### EXTRACT
The Senescence‐associated Secretome of Fat Cells Drives Inflammation and Insulin Resistance and Inhibits the Proliferation of Human Skeletal Muscle Cells

Infiltration of fat cells into skeletal muscle is a hallmark of aging that has been associated with insulin resistance and the pathogenesis of type 2 diabetes mellitus (T2DM). The mechanisms by which fat cells affect the health and metabolic state of skeletal muscle are poorly understood. Given the evidence for cross‐talk between these tissues and the secretory phenotype of senescent preadipocytes, we first utilized real time‐PCR to examine the expression of inflammatory cytokines in primary human skeletal muscle‐derived cells (SkMDCs) in response to conditioned medium (CM) from either control human preadipocytes (Normal CM) or from human preadipocytes driven to senescence by irradiation (Senescent CM). Exposure of SkMDCs to either Normal CM or Senescent CM for 24 hours significantly increased their expression of IL‐6 (5.1±1.7‐and 14.1±4.7‐fold, respectively), TNFα (1.3±0.2‐and 2.1±0.67‐fold, respectively) and MCP‐1 (2.9±1.1‐and 6.8±2.3‐fold, respectively). Next, we investigated the effects of CM on insulin signaling in SkMDCs via Western blot analysis. Exposure of SKMDCs to preadipocyte CM significantly blunted insulin‐stimulated phosphorylation of its downstream effectors, including Akt (14–24%, p<0.05). Finally, we examined the effects of CM on the proliferative capacity of undifferentiated SkMDCs. Senescent CM inhibited SkMDC proliferation by more than 30% (p < 0.05). In conclusion, factors secreted by preadipocytes, and in particular, senescent preadipocytes, negatively impact the inflammatory and metabolic phenotype and the proliferative capacity of skeletal muscle cells. Elucidation of the biologic materials that are secreted from fat cells and mediate these effects may lead to novel therapeutic strategies for the treatment of age‐related conditions, including T2DM. The authors acknowledge the support of Mayo Clinic and a generous gift from Robert and Arlene Kogod.

[Entries listed in a dataset]
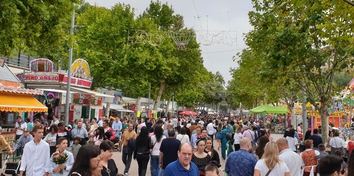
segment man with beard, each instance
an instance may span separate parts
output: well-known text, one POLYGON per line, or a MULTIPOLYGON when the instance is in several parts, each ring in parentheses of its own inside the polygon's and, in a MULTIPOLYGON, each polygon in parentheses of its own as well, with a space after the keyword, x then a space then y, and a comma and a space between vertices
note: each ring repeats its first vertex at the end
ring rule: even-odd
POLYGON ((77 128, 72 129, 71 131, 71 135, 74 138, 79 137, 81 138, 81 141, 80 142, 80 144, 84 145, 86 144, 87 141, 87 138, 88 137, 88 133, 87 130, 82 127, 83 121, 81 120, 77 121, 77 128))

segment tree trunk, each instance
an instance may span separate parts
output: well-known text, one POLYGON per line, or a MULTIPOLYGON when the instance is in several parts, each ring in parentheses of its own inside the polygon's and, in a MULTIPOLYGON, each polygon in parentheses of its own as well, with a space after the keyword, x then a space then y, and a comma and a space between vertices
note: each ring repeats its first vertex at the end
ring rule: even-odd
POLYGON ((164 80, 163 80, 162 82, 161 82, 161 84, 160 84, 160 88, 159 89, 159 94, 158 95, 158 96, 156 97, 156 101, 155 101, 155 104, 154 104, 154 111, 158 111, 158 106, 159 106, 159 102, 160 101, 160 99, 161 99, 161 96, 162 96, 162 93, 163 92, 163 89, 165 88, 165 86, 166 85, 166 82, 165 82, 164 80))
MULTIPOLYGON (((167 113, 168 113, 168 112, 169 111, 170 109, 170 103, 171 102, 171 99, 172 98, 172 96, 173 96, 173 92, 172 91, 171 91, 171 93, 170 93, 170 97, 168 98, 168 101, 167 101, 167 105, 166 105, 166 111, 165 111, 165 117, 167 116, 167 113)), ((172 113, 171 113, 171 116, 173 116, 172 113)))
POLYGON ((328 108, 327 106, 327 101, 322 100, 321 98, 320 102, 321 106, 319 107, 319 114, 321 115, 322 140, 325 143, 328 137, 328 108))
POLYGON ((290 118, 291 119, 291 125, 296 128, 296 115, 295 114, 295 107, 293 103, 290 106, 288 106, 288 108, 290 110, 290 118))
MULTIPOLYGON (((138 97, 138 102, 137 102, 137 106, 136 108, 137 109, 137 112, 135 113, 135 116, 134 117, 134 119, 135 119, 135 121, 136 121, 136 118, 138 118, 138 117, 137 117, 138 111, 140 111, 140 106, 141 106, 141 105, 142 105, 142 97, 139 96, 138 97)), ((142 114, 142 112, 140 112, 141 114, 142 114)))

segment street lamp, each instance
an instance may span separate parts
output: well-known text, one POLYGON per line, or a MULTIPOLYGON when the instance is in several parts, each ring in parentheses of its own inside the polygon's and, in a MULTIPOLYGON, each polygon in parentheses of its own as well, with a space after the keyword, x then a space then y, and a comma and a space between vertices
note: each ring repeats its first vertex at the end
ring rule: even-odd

---

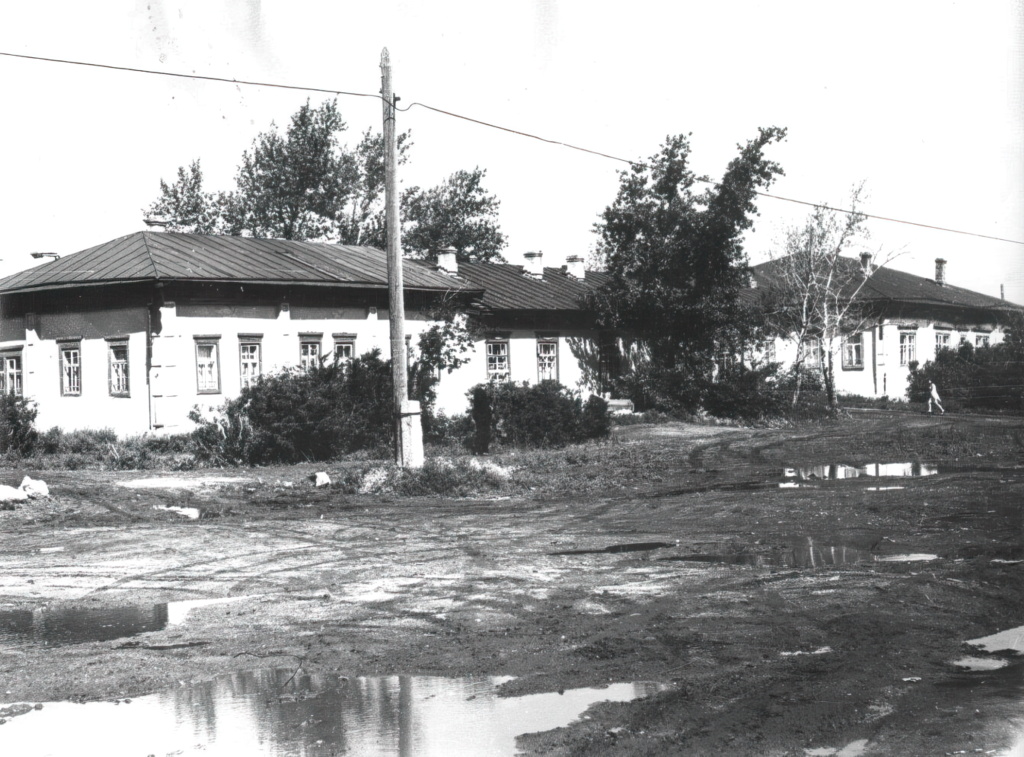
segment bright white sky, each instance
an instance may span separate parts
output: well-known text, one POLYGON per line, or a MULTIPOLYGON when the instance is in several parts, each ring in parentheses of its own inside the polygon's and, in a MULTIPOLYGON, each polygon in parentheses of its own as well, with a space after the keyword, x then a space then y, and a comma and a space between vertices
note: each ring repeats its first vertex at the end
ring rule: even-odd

* * *

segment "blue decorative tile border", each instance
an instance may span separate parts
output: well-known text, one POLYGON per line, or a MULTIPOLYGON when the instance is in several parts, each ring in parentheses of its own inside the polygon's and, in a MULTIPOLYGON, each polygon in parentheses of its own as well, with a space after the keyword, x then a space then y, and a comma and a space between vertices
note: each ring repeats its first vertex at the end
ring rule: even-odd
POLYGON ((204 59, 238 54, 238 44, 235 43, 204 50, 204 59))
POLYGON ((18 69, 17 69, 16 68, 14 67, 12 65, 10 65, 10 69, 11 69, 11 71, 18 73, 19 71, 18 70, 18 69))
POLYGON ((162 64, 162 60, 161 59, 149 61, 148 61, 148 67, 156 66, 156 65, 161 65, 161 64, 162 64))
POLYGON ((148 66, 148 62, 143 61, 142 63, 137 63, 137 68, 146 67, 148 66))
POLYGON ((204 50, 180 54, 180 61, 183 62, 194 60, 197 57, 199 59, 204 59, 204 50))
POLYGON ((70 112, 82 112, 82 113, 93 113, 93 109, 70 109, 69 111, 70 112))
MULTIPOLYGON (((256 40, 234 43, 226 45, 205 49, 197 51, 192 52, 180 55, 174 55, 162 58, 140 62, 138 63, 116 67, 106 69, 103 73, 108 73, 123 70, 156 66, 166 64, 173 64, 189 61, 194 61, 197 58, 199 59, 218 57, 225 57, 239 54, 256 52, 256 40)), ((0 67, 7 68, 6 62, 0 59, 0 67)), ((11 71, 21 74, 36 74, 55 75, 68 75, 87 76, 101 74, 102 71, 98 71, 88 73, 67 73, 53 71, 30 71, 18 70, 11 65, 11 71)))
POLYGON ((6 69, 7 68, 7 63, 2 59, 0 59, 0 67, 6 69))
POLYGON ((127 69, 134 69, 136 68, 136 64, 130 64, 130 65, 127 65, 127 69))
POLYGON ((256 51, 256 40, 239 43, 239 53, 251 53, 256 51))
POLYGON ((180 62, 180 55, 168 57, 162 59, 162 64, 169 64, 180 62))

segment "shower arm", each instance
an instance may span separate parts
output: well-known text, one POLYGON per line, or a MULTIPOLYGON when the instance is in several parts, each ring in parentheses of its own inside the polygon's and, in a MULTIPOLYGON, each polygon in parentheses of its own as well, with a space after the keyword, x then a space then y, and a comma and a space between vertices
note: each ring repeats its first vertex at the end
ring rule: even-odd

### WHAT THIS TASK INVOLVES
Write out the full abstract on the senescent fat cell secretome and skeletal muscle cells word for word. None of these entries has any bearing on what you are asked to do.

### RESPONSE BELOW
The Senescence‐associated Secretome of Fat Cells Drives Inflammation and Insulin Resistance and Inhibits the Proliferation of Human Skeletal Muscle Cells

Infiltration of fat cells into skeletal muscle is a hallmark of aging that has been associated with insulin resistance and the pathogenesis of type 2 diabetes mellitus (T2DM). The mechanisms by which fat cells affect the health and metabolic state of skeletal muscle are poorly understood. Given the evidence for cross‐talk between these tissues and the secretory phenotype of senescent preadipocytes, we first utilized real time‐PCR to examine the expression of inflammatory cytokines in primary human skeletal muscle‐derived cells (SkMDCs) in response to conditioned medium (CM) from either control human preadipocytes (Normal CM) or from human preadipocytes driven to senescence by irradiation (Senescent CM). Exposure of SkMDCs to either Normal CM or Senescent CM for 24 hours significantly increased their expression of IL‐6 (5.1±1.7‐and 14.1±4.7‐fold, respectively), TNFα (1.3±0.2‐and 2.1±0.67‐fold, respectively) and MCP‐1 (2.9±1.1‐and 6.8±2.3‐fold, respectively). Next, we investigated the effects of CM on insulin signaling in SkMDCs via Western blot analysis. Exposure of SKMDCs to preadipocyte CM significantly blunted insulin‐stimulated phosphorylation of its downstream effectors, including Akt (14–24%, p<0.05). Finally, we examined the effects of CM on the proliferative capacity of undifferentiated SkMDCs. Senescent CM inhibited SkMDC proliferation by more than 30% (p < 0.05). In conclusion, factors secreted by preadipocytes, and in particular, senescent preadipocytes, negatively impact the inflammatory and metabolic phenotype and the proliferative capacity of skeletal muscle cells. Elucidation of the biologic materials that are secreted from fat cells and mediate these effects may lead to novel therapeutic strategies for the treatment of age‐related conditions, including T2DM. The authors acknowledge the support of Mayo Clinic and a generous gift from Robert and Arlene Kogod.